▶ [Task to carry out]
Extract, verbatim, all lines starting at the one containing "Please annotate the window" and ending with the final line of the listing, and no others.

Source data
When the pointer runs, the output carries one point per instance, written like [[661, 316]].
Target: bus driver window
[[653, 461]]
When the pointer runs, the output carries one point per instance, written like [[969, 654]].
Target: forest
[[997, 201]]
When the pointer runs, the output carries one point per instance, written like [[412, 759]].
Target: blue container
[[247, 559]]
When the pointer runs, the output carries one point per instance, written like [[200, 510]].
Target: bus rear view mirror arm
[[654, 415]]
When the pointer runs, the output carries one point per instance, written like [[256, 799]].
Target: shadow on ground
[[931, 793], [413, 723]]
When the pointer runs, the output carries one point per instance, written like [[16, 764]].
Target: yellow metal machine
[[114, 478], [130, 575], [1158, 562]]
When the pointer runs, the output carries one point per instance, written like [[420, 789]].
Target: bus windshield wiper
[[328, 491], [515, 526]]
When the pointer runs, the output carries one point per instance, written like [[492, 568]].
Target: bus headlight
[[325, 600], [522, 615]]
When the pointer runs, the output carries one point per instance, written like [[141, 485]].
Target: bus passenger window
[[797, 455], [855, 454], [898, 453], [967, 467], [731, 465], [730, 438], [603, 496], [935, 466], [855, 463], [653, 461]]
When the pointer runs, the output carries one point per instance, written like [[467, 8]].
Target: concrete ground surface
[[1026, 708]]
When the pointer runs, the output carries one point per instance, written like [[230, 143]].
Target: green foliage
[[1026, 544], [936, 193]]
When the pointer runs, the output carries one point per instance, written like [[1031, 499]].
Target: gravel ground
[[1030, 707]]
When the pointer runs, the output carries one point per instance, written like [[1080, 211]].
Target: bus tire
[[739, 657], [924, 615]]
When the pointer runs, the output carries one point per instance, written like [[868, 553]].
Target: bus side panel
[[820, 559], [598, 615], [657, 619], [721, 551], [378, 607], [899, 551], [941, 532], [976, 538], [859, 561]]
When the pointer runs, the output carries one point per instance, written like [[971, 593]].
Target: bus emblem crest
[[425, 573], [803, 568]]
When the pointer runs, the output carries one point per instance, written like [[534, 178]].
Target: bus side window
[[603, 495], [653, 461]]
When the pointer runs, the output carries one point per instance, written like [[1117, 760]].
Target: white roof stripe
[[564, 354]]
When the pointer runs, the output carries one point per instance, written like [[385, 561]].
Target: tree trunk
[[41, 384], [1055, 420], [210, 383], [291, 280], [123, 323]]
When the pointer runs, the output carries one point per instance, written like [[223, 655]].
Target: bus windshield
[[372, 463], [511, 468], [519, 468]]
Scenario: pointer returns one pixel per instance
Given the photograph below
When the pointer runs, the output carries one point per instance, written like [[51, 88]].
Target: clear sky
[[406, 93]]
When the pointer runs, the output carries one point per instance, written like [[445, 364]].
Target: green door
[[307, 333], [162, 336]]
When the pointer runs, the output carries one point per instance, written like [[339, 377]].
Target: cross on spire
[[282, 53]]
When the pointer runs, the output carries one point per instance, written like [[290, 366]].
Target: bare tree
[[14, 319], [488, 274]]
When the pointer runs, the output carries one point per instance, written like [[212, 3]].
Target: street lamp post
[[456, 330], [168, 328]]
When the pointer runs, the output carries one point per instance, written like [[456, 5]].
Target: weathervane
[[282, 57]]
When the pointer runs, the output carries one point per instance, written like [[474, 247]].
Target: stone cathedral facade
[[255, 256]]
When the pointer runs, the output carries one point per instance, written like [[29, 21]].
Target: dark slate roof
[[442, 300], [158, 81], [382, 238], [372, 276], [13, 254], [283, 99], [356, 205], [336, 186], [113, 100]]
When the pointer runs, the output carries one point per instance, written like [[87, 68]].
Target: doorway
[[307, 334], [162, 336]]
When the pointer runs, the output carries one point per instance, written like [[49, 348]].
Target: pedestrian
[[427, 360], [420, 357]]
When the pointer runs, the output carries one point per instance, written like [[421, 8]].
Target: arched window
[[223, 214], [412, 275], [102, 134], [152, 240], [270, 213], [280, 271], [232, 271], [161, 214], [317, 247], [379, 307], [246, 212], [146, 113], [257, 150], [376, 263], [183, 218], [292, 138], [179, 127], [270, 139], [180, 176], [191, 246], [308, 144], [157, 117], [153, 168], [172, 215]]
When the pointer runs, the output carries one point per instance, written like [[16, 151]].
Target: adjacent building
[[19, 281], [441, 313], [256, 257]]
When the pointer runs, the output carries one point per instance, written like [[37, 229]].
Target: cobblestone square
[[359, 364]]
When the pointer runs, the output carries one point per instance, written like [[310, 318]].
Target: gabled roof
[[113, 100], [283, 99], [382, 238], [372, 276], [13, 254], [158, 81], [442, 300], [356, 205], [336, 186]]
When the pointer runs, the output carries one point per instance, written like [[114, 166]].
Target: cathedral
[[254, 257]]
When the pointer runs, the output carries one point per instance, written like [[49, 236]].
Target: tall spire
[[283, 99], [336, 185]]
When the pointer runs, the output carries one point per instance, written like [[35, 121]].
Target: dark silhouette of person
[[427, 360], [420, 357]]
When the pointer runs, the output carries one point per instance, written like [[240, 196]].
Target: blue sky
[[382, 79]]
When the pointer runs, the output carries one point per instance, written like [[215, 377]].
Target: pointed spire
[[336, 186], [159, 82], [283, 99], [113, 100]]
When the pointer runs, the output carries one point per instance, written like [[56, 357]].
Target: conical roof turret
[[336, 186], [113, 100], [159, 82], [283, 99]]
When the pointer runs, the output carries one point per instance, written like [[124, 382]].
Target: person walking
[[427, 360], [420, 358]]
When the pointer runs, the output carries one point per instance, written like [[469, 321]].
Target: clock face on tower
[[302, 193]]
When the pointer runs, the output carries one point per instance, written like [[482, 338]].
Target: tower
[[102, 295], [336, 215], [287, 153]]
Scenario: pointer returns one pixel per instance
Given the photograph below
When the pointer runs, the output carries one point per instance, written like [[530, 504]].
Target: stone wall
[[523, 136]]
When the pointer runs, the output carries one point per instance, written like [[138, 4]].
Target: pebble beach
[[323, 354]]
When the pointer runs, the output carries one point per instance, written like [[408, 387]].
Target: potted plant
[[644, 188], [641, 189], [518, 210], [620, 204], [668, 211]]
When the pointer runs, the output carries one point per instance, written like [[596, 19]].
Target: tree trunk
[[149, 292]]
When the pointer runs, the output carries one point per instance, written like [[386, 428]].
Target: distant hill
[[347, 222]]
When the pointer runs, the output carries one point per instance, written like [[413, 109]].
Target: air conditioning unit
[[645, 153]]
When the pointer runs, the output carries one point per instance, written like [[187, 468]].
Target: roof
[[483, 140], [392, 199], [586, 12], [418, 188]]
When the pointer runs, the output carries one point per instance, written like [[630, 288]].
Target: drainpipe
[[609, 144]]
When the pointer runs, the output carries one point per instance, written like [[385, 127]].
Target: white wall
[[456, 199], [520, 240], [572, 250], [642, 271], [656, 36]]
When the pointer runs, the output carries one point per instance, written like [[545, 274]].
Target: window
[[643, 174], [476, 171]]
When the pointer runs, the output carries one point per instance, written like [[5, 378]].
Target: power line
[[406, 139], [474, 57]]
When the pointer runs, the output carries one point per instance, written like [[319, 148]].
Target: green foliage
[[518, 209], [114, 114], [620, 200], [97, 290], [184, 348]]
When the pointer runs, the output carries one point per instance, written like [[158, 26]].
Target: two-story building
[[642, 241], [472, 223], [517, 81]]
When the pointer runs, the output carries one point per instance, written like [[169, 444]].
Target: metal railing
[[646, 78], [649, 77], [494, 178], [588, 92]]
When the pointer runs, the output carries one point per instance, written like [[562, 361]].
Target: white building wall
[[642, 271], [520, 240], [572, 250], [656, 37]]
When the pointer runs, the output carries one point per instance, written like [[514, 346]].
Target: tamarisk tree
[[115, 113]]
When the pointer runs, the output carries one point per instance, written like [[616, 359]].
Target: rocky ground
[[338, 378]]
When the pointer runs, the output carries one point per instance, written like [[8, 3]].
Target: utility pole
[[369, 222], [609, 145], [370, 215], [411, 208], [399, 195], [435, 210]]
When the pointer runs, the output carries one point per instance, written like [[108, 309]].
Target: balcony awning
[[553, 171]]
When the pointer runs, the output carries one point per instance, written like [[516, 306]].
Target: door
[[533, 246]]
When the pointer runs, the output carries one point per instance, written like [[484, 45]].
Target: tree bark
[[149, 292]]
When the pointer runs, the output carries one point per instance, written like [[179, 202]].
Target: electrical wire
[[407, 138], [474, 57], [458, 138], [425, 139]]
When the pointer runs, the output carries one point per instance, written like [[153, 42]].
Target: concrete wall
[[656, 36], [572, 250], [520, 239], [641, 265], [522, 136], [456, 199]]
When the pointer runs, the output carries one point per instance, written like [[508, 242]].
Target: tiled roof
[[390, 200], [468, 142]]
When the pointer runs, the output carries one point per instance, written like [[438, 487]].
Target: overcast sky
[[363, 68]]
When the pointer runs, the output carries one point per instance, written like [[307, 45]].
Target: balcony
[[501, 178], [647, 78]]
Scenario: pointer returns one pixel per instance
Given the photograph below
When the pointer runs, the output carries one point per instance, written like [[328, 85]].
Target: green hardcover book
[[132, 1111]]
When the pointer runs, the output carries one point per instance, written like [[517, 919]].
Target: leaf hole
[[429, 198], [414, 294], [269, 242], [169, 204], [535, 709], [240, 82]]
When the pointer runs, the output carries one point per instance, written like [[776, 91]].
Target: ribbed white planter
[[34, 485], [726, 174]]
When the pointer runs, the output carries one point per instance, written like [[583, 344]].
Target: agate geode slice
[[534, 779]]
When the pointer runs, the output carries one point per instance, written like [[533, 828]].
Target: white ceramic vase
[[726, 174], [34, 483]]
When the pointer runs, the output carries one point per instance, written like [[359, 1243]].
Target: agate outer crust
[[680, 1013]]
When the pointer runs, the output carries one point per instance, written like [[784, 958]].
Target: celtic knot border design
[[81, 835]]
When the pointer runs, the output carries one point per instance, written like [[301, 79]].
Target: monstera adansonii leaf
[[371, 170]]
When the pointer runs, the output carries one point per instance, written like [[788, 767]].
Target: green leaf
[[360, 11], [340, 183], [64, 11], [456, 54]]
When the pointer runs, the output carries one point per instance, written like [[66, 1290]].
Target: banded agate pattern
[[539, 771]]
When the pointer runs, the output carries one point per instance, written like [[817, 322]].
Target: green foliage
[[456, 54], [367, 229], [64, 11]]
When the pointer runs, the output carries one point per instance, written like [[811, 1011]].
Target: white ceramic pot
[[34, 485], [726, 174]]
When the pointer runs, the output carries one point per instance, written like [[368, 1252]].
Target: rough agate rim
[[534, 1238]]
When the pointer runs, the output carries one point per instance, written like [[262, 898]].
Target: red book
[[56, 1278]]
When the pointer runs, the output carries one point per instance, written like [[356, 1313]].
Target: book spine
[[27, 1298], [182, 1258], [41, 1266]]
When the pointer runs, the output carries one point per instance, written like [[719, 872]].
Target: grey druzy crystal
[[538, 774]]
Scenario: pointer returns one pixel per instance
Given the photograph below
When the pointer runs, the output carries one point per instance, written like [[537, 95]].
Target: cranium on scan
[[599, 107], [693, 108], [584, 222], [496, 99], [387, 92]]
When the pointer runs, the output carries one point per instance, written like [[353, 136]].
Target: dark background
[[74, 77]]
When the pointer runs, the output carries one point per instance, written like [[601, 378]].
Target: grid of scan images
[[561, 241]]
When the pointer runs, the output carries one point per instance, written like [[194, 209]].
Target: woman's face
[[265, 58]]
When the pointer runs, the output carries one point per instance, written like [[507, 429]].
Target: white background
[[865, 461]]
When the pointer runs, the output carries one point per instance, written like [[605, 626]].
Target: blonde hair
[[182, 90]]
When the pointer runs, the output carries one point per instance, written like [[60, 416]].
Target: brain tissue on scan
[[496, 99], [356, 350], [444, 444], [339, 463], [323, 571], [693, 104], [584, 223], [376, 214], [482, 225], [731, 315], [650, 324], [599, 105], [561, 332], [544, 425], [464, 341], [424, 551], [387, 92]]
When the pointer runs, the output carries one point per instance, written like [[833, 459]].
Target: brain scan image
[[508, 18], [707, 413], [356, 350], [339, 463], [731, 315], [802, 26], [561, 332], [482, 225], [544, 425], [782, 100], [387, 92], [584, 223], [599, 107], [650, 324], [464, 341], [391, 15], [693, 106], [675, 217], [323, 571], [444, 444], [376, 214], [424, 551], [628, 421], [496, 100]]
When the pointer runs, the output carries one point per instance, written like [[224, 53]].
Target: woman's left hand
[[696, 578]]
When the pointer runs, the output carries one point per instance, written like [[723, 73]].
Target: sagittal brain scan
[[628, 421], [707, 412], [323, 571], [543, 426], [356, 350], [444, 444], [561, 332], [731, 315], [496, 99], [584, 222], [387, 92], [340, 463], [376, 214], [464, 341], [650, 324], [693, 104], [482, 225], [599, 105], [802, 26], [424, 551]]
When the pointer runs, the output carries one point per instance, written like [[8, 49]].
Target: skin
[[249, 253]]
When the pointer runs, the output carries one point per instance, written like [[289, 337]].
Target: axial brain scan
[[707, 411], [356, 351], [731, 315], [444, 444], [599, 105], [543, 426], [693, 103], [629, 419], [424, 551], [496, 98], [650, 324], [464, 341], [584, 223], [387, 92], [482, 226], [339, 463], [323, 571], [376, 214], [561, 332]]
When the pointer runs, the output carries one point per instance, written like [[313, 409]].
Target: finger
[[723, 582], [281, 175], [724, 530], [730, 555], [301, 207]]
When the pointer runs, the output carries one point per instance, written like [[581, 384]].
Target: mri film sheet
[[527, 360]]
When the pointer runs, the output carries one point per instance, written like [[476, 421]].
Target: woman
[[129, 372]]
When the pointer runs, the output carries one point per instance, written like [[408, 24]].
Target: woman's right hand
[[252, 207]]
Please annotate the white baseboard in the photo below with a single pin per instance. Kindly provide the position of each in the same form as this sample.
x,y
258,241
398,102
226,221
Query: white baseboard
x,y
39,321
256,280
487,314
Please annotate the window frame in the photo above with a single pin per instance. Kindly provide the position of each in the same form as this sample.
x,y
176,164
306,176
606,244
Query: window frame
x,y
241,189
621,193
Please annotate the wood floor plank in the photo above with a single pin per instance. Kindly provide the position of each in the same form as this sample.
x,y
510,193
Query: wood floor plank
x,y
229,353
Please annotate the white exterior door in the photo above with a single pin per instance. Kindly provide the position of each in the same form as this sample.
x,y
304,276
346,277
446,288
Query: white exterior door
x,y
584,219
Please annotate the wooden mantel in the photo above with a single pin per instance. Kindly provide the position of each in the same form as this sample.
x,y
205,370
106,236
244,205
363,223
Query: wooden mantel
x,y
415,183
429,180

▶ [Response]
Please annotate the window frame in the photo above with a single pin per instance. Kindly provide the position of each in the same form as this sample.
x,y
176,164
306,176
606,244
Query: window frame
x,y
241,189
621,193
Please annotate the wood floor plank in the photo above with a single pin per instance. Kindly provide the position of each in the same form as this sample.
x,y
510,193
Query: wood floor plank
x,y
229,353
Please annotate the white exterior door in the photo above with a single pin per instance. Kindly provide the position of each in the same form as this sample.
x,y
304,276
346,277
446,288
Query: white exterior door
x,y
584,219
Please annotate the wooden mantel in the photo above with a single pin per instance. Kindly provide the position of each in the same form as this sample.
x,y
205,370
106,236
244,205
363,223
Query: wooden mantel
x,y
415,183
429,180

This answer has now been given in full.